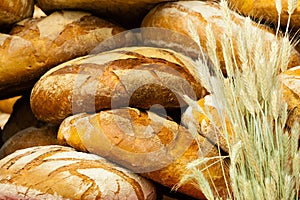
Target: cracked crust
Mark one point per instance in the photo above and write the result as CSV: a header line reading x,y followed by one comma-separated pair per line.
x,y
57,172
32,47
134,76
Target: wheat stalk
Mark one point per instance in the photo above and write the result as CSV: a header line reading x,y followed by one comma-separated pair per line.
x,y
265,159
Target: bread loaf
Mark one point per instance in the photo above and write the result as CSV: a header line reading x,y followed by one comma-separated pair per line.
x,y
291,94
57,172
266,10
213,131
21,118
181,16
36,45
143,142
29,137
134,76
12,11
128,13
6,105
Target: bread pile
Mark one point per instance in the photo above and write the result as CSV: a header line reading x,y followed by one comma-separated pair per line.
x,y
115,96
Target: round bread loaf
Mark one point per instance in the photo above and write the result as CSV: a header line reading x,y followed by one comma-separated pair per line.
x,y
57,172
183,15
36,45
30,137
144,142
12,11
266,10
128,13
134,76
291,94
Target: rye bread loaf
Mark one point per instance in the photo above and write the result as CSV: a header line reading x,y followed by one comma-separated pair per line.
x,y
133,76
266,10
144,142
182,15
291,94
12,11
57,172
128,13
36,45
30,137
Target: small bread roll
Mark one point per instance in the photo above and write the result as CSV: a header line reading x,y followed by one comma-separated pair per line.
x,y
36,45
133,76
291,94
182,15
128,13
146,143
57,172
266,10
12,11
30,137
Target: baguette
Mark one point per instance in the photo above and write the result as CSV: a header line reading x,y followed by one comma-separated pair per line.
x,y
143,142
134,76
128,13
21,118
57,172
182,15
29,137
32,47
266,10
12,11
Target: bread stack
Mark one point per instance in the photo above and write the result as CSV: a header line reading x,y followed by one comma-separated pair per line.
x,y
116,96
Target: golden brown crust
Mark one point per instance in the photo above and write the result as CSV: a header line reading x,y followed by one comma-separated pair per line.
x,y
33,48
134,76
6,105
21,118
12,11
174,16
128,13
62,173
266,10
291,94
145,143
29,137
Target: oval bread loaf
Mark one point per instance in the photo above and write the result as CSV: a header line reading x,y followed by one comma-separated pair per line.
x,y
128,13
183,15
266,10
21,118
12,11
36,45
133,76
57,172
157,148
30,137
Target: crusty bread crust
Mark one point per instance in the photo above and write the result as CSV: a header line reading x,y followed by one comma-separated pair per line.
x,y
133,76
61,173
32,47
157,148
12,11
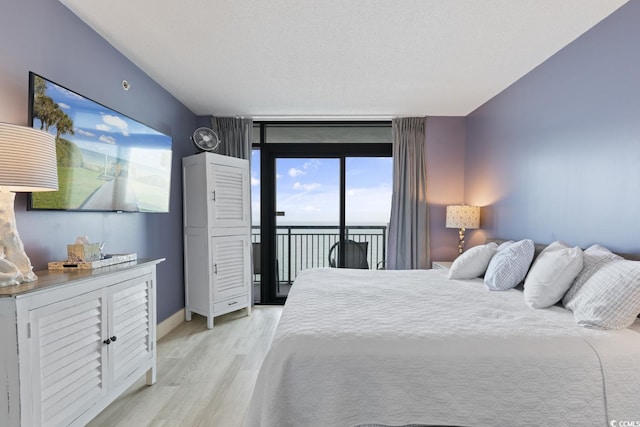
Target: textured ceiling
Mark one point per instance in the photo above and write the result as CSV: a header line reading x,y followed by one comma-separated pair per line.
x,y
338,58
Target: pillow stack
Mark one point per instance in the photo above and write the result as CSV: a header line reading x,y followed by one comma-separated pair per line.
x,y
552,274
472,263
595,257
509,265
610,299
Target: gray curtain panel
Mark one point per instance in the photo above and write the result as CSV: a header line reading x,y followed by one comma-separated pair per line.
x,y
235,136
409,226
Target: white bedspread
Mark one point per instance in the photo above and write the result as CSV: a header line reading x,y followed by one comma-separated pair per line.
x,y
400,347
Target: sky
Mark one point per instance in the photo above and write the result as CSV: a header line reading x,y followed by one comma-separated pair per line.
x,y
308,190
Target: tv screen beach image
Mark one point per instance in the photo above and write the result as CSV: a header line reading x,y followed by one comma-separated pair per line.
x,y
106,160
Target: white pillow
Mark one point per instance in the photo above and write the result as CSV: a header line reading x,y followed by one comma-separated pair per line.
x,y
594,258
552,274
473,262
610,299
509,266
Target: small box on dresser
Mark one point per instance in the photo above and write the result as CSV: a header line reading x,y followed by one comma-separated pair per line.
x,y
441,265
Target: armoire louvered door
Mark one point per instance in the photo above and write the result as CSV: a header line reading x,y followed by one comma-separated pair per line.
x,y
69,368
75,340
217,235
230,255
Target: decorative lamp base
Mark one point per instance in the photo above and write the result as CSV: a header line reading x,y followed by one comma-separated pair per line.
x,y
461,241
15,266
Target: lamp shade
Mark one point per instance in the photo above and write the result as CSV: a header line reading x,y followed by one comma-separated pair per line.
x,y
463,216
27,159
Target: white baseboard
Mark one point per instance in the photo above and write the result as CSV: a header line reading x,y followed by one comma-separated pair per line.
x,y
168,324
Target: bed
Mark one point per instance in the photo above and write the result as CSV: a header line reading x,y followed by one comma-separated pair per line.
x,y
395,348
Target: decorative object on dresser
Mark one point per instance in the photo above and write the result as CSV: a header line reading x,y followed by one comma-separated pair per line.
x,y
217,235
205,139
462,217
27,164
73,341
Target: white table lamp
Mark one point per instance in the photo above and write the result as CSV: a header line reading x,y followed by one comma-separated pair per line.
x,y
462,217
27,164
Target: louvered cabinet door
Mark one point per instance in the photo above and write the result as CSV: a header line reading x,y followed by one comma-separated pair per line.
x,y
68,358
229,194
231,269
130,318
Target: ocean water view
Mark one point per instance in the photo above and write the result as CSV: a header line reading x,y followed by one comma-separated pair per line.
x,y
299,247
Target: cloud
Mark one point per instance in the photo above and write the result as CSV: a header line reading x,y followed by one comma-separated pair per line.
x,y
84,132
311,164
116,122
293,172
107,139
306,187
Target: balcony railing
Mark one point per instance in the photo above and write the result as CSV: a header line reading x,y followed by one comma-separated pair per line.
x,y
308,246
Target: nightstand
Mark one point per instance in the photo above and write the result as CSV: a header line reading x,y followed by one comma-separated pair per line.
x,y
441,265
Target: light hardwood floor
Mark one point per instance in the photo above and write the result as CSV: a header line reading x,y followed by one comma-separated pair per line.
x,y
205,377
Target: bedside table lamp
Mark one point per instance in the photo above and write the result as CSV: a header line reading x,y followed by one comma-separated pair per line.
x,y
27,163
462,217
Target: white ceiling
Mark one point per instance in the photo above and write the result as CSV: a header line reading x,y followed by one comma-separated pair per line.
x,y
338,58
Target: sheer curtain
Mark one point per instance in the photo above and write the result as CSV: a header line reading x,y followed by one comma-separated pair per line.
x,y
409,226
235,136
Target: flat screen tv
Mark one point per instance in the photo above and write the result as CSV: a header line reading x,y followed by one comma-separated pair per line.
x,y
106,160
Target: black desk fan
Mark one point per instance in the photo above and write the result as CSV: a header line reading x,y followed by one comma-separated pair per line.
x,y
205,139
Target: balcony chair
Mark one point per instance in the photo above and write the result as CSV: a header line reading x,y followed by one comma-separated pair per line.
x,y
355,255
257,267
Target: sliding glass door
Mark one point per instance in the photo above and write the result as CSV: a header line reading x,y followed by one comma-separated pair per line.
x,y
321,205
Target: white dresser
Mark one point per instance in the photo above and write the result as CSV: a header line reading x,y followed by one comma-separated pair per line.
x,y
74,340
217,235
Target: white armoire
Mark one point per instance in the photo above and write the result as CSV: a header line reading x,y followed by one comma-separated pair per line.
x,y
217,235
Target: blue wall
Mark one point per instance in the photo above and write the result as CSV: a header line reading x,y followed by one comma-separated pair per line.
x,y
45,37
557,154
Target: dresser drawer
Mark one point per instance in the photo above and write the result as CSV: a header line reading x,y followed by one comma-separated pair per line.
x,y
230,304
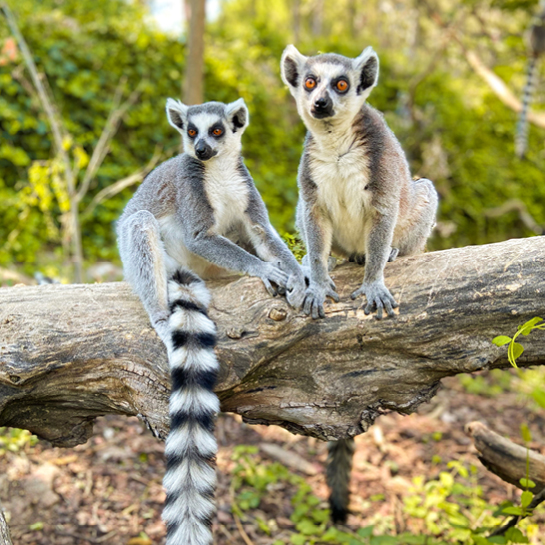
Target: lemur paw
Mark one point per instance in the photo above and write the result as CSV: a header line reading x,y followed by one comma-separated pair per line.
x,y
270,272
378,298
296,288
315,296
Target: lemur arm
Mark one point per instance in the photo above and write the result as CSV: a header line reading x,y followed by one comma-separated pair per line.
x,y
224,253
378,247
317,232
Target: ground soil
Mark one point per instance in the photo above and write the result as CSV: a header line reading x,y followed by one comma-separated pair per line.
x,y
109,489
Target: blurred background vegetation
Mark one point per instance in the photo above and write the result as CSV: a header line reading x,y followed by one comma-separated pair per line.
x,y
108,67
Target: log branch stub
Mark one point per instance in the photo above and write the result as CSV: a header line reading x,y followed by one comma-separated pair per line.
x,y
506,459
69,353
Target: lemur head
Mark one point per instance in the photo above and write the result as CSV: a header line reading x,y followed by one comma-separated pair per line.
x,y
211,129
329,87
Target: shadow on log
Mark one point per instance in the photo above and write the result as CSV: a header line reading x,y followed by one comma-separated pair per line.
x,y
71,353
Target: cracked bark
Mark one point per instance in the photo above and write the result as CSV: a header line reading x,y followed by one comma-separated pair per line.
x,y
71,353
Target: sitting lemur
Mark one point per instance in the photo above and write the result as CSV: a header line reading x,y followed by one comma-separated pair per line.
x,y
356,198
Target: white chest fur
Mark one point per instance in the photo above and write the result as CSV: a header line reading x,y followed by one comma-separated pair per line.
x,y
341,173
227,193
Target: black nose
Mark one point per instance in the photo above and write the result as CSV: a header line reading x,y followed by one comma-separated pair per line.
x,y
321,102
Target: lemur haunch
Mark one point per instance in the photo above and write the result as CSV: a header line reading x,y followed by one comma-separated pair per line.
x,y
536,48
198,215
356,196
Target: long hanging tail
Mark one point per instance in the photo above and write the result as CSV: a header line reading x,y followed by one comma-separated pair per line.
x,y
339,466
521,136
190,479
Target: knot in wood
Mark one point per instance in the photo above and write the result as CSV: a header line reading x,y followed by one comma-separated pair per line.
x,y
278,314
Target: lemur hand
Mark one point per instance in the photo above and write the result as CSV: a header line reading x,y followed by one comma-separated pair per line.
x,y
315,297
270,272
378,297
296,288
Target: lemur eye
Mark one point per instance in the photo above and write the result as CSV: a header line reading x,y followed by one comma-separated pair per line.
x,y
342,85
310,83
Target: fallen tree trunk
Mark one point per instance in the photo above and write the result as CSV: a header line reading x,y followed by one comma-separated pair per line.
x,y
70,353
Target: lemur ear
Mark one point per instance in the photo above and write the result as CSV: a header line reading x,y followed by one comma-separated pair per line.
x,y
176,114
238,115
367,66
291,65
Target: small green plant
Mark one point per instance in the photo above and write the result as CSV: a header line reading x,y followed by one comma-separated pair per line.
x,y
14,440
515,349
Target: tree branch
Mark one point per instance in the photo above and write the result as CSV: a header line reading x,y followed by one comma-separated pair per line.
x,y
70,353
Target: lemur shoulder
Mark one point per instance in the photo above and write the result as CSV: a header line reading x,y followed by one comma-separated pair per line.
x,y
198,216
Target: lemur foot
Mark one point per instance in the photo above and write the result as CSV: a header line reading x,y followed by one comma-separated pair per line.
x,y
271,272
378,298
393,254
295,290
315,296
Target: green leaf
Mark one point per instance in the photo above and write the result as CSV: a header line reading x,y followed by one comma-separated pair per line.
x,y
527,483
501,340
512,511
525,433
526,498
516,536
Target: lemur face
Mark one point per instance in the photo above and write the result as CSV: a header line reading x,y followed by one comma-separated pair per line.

- - -

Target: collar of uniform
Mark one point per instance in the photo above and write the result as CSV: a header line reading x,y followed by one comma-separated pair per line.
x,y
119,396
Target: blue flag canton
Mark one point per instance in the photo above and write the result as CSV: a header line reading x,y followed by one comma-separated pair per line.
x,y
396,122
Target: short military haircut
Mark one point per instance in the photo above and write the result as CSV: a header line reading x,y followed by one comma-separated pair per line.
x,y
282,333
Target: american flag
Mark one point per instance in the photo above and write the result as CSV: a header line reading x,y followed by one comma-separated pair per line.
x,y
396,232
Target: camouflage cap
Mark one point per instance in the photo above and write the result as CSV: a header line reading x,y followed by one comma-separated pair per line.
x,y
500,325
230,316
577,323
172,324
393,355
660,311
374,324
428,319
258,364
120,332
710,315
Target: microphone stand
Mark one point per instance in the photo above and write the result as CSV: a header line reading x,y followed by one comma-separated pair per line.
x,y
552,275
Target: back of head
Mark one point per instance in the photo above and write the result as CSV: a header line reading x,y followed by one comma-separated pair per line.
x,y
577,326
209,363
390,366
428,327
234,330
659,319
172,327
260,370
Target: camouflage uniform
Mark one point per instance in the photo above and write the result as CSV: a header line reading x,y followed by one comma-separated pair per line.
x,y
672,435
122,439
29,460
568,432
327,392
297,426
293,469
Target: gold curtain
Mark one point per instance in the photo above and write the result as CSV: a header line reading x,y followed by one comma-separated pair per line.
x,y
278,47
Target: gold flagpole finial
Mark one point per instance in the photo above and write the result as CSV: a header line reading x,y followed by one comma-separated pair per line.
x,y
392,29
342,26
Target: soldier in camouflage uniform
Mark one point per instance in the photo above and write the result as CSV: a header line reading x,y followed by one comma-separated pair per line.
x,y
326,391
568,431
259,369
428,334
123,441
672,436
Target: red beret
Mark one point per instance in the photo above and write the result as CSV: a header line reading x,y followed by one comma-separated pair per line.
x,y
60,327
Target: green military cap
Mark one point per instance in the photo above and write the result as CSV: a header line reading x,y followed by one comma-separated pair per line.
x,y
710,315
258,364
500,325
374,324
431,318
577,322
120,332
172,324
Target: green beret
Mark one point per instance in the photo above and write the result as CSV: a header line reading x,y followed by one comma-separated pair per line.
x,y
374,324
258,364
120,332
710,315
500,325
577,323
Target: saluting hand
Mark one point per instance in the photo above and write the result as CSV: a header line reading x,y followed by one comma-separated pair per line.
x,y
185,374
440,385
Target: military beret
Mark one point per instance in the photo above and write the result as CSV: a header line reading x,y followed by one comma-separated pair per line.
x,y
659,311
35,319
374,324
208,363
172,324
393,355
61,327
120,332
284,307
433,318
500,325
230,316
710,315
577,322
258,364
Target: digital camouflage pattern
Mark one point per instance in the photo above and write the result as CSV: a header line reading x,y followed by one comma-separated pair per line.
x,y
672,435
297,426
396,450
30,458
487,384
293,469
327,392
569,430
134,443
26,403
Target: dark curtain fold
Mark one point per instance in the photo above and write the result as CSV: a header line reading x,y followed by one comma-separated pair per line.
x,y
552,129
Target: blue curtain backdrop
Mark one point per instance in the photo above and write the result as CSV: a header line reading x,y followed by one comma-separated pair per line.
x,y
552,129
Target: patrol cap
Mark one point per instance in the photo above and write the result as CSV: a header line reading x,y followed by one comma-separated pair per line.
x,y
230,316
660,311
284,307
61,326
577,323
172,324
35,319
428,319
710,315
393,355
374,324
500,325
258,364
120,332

- - -

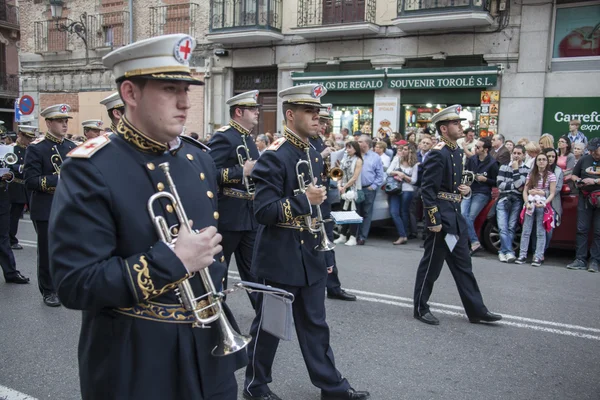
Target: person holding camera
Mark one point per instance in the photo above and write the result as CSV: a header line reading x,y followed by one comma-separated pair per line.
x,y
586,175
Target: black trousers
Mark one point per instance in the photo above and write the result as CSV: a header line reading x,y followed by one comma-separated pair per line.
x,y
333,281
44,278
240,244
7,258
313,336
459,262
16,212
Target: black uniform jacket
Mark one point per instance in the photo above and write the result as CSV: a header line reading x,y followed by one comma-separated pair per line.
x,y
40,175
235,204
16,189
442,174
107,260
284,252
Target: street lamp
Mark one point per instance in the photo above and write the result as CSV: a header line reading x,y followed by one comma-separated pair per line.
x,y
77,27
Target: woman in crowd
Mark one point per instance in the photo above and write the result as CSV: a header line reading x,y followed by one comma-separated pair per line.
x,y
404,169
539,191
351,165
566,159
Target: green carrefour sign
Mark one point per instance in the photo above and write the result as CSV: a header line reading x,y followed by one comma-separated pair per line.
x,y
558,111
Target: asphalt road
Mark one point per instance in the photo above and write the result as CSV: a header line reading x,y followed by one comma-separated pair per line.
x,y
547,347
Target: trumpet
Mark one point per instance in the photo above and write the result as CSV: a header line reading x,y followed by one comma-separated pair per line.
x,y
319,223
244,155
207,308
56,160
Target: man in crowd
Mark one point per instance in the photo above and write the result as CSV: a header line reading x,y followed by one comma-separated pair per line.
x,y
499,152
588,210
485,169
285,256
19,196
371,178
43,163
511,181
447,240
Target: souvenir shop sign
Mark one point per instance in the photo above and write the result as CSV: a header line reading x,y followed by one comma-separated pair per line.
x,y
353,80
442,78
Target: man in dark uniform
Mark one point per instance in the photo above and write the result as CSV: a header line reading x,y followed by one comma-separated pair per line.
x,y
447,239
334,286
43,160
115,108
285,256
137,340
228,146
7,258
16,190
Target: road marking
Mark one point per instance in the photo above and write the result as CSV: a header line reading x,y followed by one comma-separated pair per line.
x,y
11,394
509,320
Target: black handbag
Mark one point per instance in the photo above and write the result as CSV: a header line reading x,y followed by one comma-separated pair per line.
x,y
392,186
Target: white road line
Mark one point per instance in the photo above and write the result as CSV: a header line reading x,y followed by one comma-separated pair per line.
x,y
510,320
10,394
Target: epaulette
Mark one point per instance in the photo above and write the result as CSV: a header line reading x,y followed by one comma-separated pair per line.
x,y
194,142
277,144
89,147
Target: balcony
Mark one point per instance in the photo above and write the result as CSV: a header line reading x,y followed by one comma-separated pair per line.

- - -

WORK INSTRUCTIONS » Please list every line in the items above that contains the word "armoire", treating case as significant.

FINAL RESULT »
Target: armoire louvered door
Target: white armoire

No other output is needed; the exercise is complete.